REQUESTS:
A - Decide whether each statement agrees with the mailing-list message about JSSE mutual authentication: (i) the client does not send its public certificate to the server; (ii) the truststores were initialized with the PFX file; (iii) Eric Rescorla calls the list the right place for the question. Answer yes or no for each and quote the words that decide it.
B - Pick up the mailing-list message about JSSE mutual authentication right after its last sentence and keep writing.

SELECTED EXCERPT:
I already answered E. Alaknantha with a code snippet answering
his question, sorry I forgot to CC the entire list so everyone would
know...

It realy would be nice if folks just followed up privately to off topic
posts.

-rick (cc'ing the list so eveyone knows the way)


On 20 Dec 2001, Eric Rescorla wrote:

This really isn't the right forum for this question. Surely
there is a JSSE mailing list.

That said...

"E Alaknantha" <EAlaknantha(_at_)novell(_dot_)com> writes:
I am working with JSSE for SSL communications. I am facing some
problems in doing the mutual authentication with the server certificates
exported to the PFX format.

I am doing a mutual authentication by intiialising the keystores with
the PFX file and the truststores with the DER file all in the PKCS12
type.
But only one side authentication is happening. The client does not send
its public certificate to the server and hence getting a null
certificate received exception.

It would be greatly helpful if I could get some suggestions on this
fronts. First of all I want to confirm if the PKCS12 form supports
mutual authentication.
Let's take a step back.

DATA SEGMENT:

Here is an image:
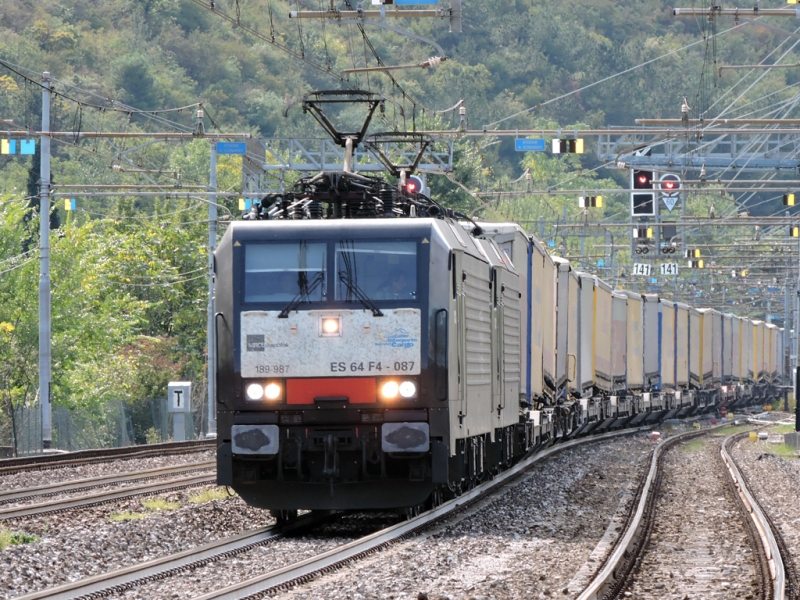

ANSWERS TO THE EXERCISE:
A -
(i) Yes: "The client does not send its public certificate to the server"
(ii) No: "the truststores with the DER file"
(iii) No: "This really isn't the right forum for this question."

B -
PKCS12/PFX is just a carrier for keying material. It doesn't
support or not support mutual authentication. If both sides
have suitable keying material than mutual authentication is
posssible. Otherwise it is not.

The way that authentication works with SSL/TLS is that you have
required server auth but optional client auth. [0] The server
automatically sends its certificate. If the server wants to
authenticate the client it sends a CertificateRequest message
containing a list of suitable CAs. If the client has a suitable
certificate it sends that, otherwise it sends an empty certificate
message or an alert indicating that it won't client authenticate.

Most SSL implementations do not ask for client authentication by
default. Have you set the configuration flag that tells JSSE
to do so?

-Ekr

[0] There are actually anonymous modes where neither server or
client authenticates but these are very rarely used.

--
[Eric Rescorla                                   ekr(_at_)rtfm(_dot_)com]
Author of "SSL and TLS: Designing and Building Secure Systems"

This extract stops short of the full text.